# how good is a 7mm Mag for deer hunting



## flcowboy (Aug 30, 2009)

I am getting a free Remington Vanguard 7mm Mag that has never been shot. I have only shot a 30-30 the last couple years as I am mostly a bow hunter. My question is do you guys think the 7mm is too much gun and does it kick like a mule.

p.s. happy veterans day to those that have served.


----------



## naclh2oDave (Apr 8, 2008)

I think it's an excellent gun. I shoot a Winchester 7mm mag. Besides my Muzzle loader it's my only deer gun. I have shot deer from 20 feet to 150 yards. At the range I don't like to shoot more than about 10 shots because it does begin to hurt but for hunting one shot a day will do the job.


----------



## inshoreJAM (Aug 2, 2009)

○ ○ ○

TASKS ::
1. Output the passage of the 7mm Mag thread that opens with the words containing "I am getting" and closes with "like a mule.", keeping every word and character unchanged.
2. In the 7mm Mag thread, what rifle is flcowboy getting for free?
The listing comes from a separate source unrelated to the 7mm Mag thread.

PROVIDED MATERIAL ::
○ ○ ○

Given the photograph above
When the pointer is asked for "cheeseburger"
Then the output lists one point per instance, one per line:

○ ○ ○

SOLUTIONS BY TASK ::
1.
I am getting a free Remington Vanguard 7mm Mag that has never been shot. I have only shot a 30-30 the last couple years as I am mostly a bow hunter. My question is do you guys think the 7mm is too much gun and does it kick like a mule.

2. A Remington Vanguard 7mm Mag that has never been shot.